_Set task 1_: Gather every line of the records that contains the word "white", and copy each one out.

Judge: Frank M. Tavelman, Case: 24NNCV04245, Date: 2025-03-07 Tentative Ruling

Case Number: 24NNCV04245    Hearing Date: March 7, 2025    Dept: A

DEMURRER & MOTION TO STRIKE

Los Angeles Superior Court Case # 24NNCV04245

 

MP:  

Doorstead, Inc.

RP:  

Charles White (Plaintiff) [No Opposition Filed]

 

NOTICE:

 

The Court is not requesting oral argument on this matter.  The Court is guided by California Rules of Court, Rule 3.1308(a)(1) whereby notice of intent to appear is requested.  Unless the Court directs argument in the Tentative Ruling, no argument is required and any party seeking argument should notify all other parties and the court by 4:00 p.m. on the court day before the hearing of the party’s intention to appear and argue.  The tentative ruling will become the ruling of the court if no argument is received.  

 

Notice may be given either by email at BurDeptA@LACourt.org or by telephone at (818) 260-8412.

 

ALLEGATIONS: 

 

Charles White (Plaintiff) brings this action against Mark & Beate Hathaway (Hathaway Defendants) and Doorstead, Inc. (Doorstead). Plaintiff alleges that the property he rented from Hathaway Defendants and, which was managed by Doorstead, was defective in several regards. Plaintiff alleges that Doorstead refused to remediate various conditions on the premises, resulting in damages to Plaintiff. Plaintiff states causes of action for (1) Breach of the Warranty of Habitability, (2) Breach of the Covenant of Quiet Enjoyment, (3) Negligence, (4) Intentional Infliction of Emotional Distress, (5) Negligent Infliction of Emotional Distress, and (6) Punitive Damages.

 

Doorstead now demurs to the fourth, fifth, and sixth causes of action on grounds that they fail to allege sufficient facts. Plaintiff has filed no opposition. A plaintiff’s failure to oppose the demurrer can be treated as an implied abandonment of the challenged claims. (Herzberg v. County of Plumas (2005) 133 Cal.App.4th 1, 20.)

  

ANALYSIS: 

 

I.                    LEGAL STANDARD 

 

Demurrer

 

The grounds for a demurrer must appear on the face of the pleading or from judicially noticeable matters. (C.C.P. § 430.30(a); Blank v. Kirwan (1985) 39 Cal. 3d 311, 318.) A demurrer for sufficiency tests whether the complaint states a cause of action. (Hahn v. Mirda (2007) 147 Cal.App.4th 740, 747.) The only issue involved in a demurrer hearing is whether the complaint states a cause of action. (Id.)

 

A demurrer assumes the truth of all factual, material allegations properly pled in the challenged pleading. (Blank v. Kirwan, supra, 39 Cal. 3d at p. 318.) No matter how unlikely or improbable, the plaintiff’s allegations must be accepted as true for the purpose of ruling on the demurrer. (Del E. Webb Corp. v. Structural Materials Co. (1981) 123 Cal.  App. 3d 593, 604.) But this does not include contentions; deductions; conclusions of fact or law alleged in the complaint; facts impossible in law; or allegations contrary to facts of which a court may take judicial notice.  (Blank, supra, 39 Cal. 3d at 318.)

_Entries provided_:
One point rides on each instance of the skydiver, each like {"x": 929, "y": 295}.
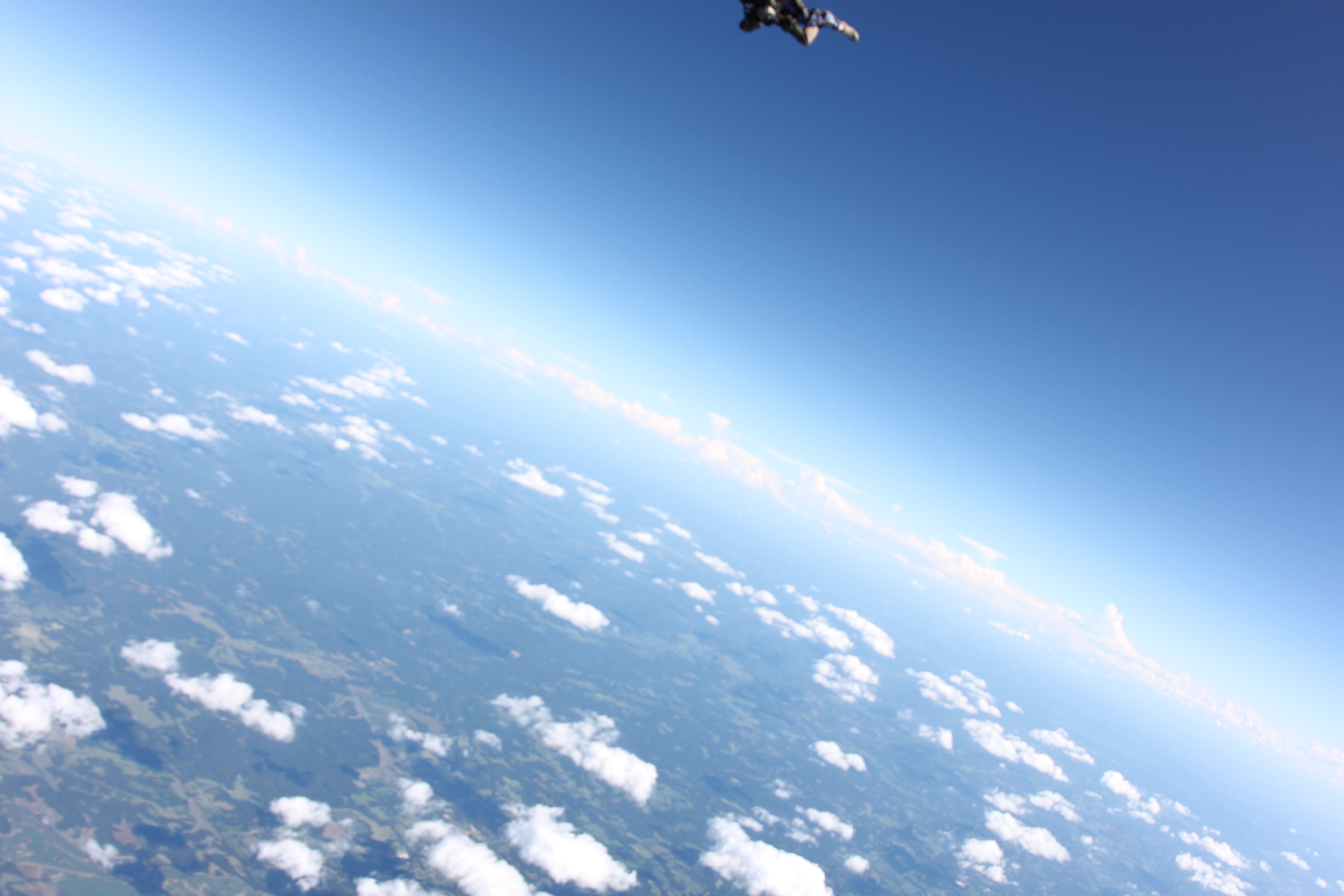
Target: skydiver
{"x": 795, "y": 18}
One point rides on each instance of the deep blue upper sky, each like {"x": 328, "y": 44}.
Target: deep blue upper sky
{"x": 1061, "y": 277}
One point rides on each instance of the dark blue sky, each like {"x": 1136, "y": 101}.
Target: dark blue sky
{"x": 1061, "y": 277}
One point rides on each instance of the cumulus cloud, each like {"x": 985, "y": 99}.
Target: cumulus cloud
{"x": 1038, "y": 841}
{"x": 569, "y": 858}
{"x": 17, "y": 413}
{"x": 870, "y": 632}
{"x": 588, "y": 743}
{"x": 1220, "y": 851}
{"x": 941, "y": 737}
{"x": 992, "y": 738}
{"x": 847, "y": 676}
{"x": 471, "y": 866}
{"x": 1211, "y": 878}
{"x": 577, "y": 613}
{"x": 14, "y": 569}
{"x": 176, "y": 427}
{"x": 530, "y": 477}
{"x": 1050, "y": 801}
{"x": 1059, "y": 739}
{"x": 984, "y": 858}
{"x": 31, "y": 711}
{"x": 757, "y": 867}
{"x": 718, "y": 565}
{"x": 78, "y": 374}
{"x": 300, "y": 861}
{"x": 627, "y": 551}
{"x": 834, "y": 755}
{"x": 698, "y": 592}
{"x": 401, "y": 731}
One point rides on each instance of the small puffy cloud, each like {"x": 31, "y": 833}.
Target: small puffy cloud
{"x": 296, "y": 812}
{"x": 834, "y": 755}
{"x": 1211, "y": 878}
{"x": 1038, "y": 841}
{"x": 568, "y": 856}
{"x": 588, "y": 743}
{"x": 992, "y": 738}
{"x": 300, "y": 861}
{"x": 941, "y": 737}
{"x": 175, "y": 427}
{"x": 582, "y": 616}
{"x": 530, "y": 477}
{"x": 158, "y": 656}
{"x": 718, "y": 565}
{"x": 847, "y": 676}
{"x": 757, "y": 867}
{"x": 14, "y": 569}
{"x": 471, "y": 866}
{"x": 870, "y": 632}
{"x": 401, "y": 731}
{"x": 984, "y": 858}
{"x": 104, "y": 856}
{"x": 1050, "y": 801}
{"x": 698, "y": 592}
{"x": 1059, "y": 739}
{"x": 627, "y": 551}
{"x": 1220, "y": 851}
{"x": 31, "y": 711}
{"x": 78, "y": 374}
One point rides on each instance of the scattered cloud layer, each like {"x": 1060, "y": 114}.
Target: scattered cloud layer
{"x": 568, "y": 856}
{"x": 834, "y": 755}
{"x": 757, "y": 867}
{"x": 1010, "y": 748}
{"x": 30, "y": 711}
{"x": 588, "y": 743}
{"x": 582, "y": 616}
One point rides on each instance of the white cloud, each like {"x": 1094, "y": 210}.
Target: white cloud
{"x": 1059, "y": 739}
{"x": 175, "y": 427}
{"x": 530, "y": 477}
{"x": 834, "y": 755}
{"x": 1050, "y": 801}
{"x": 941, "y": 737}
{"x": 984, "y": 858}
{"x": 1220, "y": 851}
{"x": 847, "y": 676}
{"x": 870, "y": 632}
{"x": 301, "y": 863}
{"x": 401, "y": 731}
{"x": 698, "y": 592}
{"x": 14, "y": 569}
{"x": 577, "y": 613}
{"x": 718, "y": 565}
{"x": 588, "y": 743}
{"x": 992, "y": 738}
{"x": 1211, "y": 878}
{"x": 569, "y": 858}
{"x": 471, "y": 866}
{"x": 78, "y": 374}
{"x": 296, "y": 812}
{"x": 1038, "y": 841}
{"x": 104, "y": 856}
{"x": 760, "y": 868}
{"x": 65, "y": 299}
{"x": 627, "y": 551}
{"x": 31, "y": 711}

_Set task 2_: Reproduce the passage of the tentative ruling between "Notice may be" and "(6) Punitive Damages.", inclusive.

_Final result 1_:
One point rides on each instance of the white cloud, each like {"x": 1094, "y": 210}.
Target: white cloud

_Final result 2_:
Notice may be given either by email at BurDeptA@LACourt.org or by telephone at (818) 260-8412.

 

ALLEGATIONS: 

 

Charles White (Plaintiff) brings this action against Mark & Beate Hathaway (Hathaway Defendants) and Doorstead, Inc. (Doorstead). Plaintiff alleges that the property he rented from Hathaway Defendants and, which was managed by Doorstead, was defective in several regards. Plaintiff alleges that Doorstead refused to remediate various conditions on the premises, resulting in damages to Plaintiff. Plaintiff states causes of action for (1) Breach of the Warranty of Habitability, (2) Breach of the Covenant of Quiet Enjoyment, (3) Negligence, (4) Intentional Infliction of Emotional Distress, (5) Negligent Infliction of Emotional Distress, and (6) Punitive Damages.